** start of RECORDS FOR THE TASK **

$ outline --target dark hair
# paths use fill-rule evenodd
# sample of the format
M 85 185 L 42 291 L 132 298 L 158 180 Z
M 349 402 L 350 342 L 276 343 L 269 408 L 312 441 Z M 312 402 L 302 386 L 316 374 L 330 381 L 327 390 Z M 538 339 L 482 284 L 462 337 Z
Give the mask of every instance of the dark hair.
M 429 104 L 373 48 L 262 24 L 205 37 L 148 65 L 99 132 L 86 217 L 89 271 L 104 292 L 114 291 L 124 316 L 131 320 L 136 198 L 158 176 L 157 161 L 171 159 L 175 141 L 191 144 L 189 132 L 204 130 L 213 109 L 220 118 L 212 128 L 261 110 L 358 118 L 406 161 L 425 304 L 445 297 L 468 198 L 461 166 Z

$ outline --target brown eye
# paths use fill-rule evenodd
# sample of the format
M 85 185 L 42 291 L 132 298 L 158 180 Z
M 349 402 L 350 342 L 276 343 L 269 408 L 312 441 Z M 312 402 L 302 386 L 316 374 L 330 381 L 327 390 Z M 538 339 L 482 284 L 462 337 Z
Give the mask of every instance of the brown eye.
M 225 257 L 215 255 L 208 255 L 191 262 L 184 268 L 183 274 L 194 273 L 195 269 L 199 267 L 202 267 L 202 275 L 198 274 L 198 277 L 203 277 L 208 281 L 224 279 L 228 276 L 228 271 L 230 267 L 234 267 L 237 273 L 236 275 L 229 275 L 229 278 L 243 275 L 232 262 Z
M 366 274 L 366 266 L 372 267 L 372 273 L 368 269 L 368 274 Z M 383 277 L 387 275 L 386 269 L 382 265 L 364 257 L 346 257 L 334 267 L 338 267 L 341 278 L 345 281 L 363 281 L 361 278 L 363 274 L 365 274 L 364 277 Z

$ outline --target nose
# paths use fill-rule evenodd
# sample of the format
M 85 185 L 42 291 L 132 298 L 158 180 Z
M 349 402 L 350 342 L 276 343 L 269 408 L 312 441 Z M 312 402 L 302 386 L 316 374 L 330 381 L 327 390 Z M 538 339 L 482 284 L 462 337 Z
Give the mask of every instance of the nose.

** end of RECORDS FOR THE TASK **

#### CHALLENGE:
Render every line of the items above as a numbered list, omitting the blank lines.

#### REPLY:
1. $ outline --target dark hair
2. # paths use fill-rule evenodd
3. # sample of the format
4. M 85 185 L 42 291 L 132 298 L 158 180 Z
5. M 349 402 L 350 342 L 276 343 L 269 408 L 312 441 Z M 312 402 L 302 386 L 316 374 L 330 381 L 327 390 Z M 538 339 L 482 284 L 462 337 Z
6. Give the mask of every instance of the dark hair.
7. M 429 104 L 373 48 L 262 24 L 205 37 L 148 65 L 99 132 L 86 217 L 89 271 L 104 292 L 114 291 L 124 316 L 131 320 L 136 198 L 158 176 L 157 161 L 171 159 L 175 141 L 191 144 L 189 132 L 204 130 L 213 109 L 220 118 L 212 128 L 261 110 L 358 118 L 406 161 L 425 304 L 445 297 L 468 198 L 461 166 Z
8. $ outline --target brown eye
9. # paths use fill-rule evenodd
10. # sample of the format
11. M 85 185 L 42 291 L 132 298 L 158 180 Z
12. M 349 402 L 350 342 L 276 343 L 269 408 L 312 441 Z M 312 402 L 302 386 L 316 374 L 330 381 L 327 390 Z M 538 339 L 482 284 L 462 337 Z
13. Give the mask of every instance of the brown eye.
14. M 225 257 L 215 255 L 208 255 L 191 262 L 184 268 L 183 274 L 194 273 L 195 269 L 199 267 L 202 267 L 202 275 L 198 274 L 198 277 L 203 277 L 208 281 L 224 279 L 228 276 L 228 271 L 230 267 L 234 267 L 237 273 L 236 275 L 229 275 L 229 278 L 243 275 L 232 262 Z
15. M 366 274 L 366 266 L 372 267 L 372 273 L 368 269 L 368 274 Z M 383 277 L 387 275 L 386 269 L 382 265 L 364 257 L 346 257 L 334 267 L 338 267 L 341 278 L 345 281 L 363 281 L 361 278 L 363 274 L 365 274 L 364 277 Z
16. $ outline --target nose
17. # paths use fill-rule evenodd
18. # sample of the format
19. M 85 185 L 42 291 L 132 298 L 158 180 Z
20. M 349 402 L 350 342 L 276 343 L 269 408 L 312 441 Z M 312 402 L 302 386 L 316 374 L 330 381 L 327 390 Z M 538 339 L 482 284 L 462 337 Z
21. Give the mask of every instance of the nose.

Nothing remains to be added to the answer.